7 de setembro de 2012

Sobrevida. Carlos Pinheiro e Nuno Sousa (Imprensa Canalha)

A morte poderá surgir não como ponto de chegada, fim, resolução, mas ponto de partida, condição mesmo do início da narrativa, do balanço, da transmissibilidade. E mesmo que não haja morte, ou ela seja somente aparente, ou anunciada de uma forma quotidiana e banal, a sua sombra cai sobre a vida que ainda se leva. É de uma natureza sombria próxima a esta tentativa de descrição que Sobrevida evidencia.

************

Objetivo
Reescreva a parte do trecho sobre Sobrevida que começa em "Sobrevida. Carlos Pinheiro" e termina em "que Sobrevida evidencia.", substituindo "morte" por "perda".

Dados de origem
************

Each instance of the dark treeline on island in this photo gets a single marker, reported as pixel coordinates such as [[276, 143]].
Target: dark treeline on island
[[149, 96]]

************

Resposta à tarefa
Sobrevida. Carlos Pinheiro e Nuno Sousa (Imprensa Canalha)

A perda poderá surgir não como ponto de chegada, fim, resolução, mas ponto de partida, condição mesmo do início da narrativa, do balanço, da transmissibilidade. E mesmo que não haja perda, ou ela seja somente aparente, ou anunciada de uma forma quotidiana e banal, a sua sombra cai sobre a vida que ainda se leva. É de uma natureza sombria próxima a esta tentativa de descrição que Sobrevida evidencia.